Exercise objective:
Copy the part of the listing that opens with the line containing "Would you be able to point out the white front" and runs to the end of the listing, swapping "window trim" for "window casing" and keeping everything else unchanged.

Data supplied:
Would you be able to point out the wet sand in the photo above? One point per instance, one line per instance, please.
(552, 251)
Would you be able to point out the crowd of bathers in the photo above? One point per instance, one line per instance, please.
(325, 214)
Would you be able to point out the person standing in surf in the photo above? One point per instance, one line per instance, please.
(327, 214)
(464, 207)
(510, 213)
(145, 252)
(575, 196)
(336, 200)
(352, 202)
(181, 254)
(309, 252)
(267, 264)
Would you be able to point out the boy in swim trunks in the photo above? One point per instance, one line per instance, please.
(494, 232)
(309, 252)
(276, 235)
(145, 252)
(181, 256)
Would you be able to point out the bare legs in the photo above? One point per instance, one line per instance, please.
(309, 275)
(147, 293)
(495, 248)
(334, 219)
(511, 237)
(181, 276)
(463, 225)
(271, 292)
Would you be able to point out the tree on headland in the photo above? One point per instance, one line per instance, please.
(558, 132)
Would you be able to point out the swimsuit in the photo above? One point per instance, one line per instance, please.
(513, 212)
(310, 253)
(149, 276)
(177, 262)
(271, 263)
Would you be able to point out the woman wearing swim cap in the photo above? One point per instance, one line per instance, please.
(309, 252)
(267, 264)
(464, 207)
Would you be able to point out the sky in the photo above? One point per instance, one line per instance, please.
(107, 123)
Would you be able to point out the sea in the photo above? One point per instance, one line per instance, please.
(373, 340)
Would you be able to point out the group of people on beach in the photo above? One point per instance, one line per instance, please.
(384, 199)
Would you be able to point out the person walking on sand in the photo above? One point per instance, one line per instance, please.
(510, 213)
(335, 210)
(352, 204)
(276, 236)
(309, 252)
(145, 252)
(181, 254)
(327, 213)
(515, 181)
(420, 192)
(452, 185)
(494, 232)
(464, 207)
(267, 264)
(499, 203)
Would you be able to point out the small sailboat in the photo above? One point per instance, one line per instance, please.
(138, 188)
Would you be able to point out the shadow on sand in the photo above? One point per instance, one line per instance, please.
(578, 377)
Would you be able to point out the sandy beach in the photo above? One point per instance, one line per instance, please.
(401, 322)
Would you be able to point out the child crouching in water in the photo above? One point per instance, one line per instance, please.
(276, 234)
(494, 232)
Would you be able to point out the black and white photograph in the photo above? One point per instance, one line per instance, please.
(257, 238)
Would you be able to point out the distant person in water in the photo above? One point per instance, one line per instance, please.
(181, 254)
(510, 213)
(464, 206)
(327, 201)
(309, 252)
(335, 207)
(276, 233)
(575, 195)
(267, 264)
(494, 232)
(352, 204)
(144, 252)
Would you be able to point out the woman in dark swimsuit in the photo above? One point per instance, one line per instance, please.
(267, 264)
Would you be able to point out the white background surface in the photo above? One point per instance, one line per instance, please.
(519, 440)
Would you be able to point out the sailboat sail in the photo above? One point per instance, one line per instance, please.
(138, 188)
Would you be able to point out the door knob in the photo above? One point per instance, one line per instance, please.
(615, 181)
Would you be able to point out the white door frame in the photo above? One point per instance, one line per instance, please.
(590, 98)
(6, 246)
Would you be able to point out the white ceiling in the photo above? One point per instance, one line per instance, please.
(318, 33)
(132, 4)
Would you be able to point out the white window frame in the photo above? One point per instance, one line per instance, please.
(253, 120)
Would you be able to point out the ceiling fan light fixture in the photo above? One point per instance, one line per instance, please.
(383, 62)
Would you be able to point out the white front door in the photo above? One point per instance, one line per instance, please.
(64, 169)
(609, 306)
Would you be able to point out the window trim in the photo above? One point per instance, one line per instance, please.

Response to the task:
Would you be able to point out the white front door in the photo above? One point per instance, one line per instance, please.
(64, 169)
(609, 306)
Would you be able to point out the window casing in the photo above? One point per instance, one line per instance, please.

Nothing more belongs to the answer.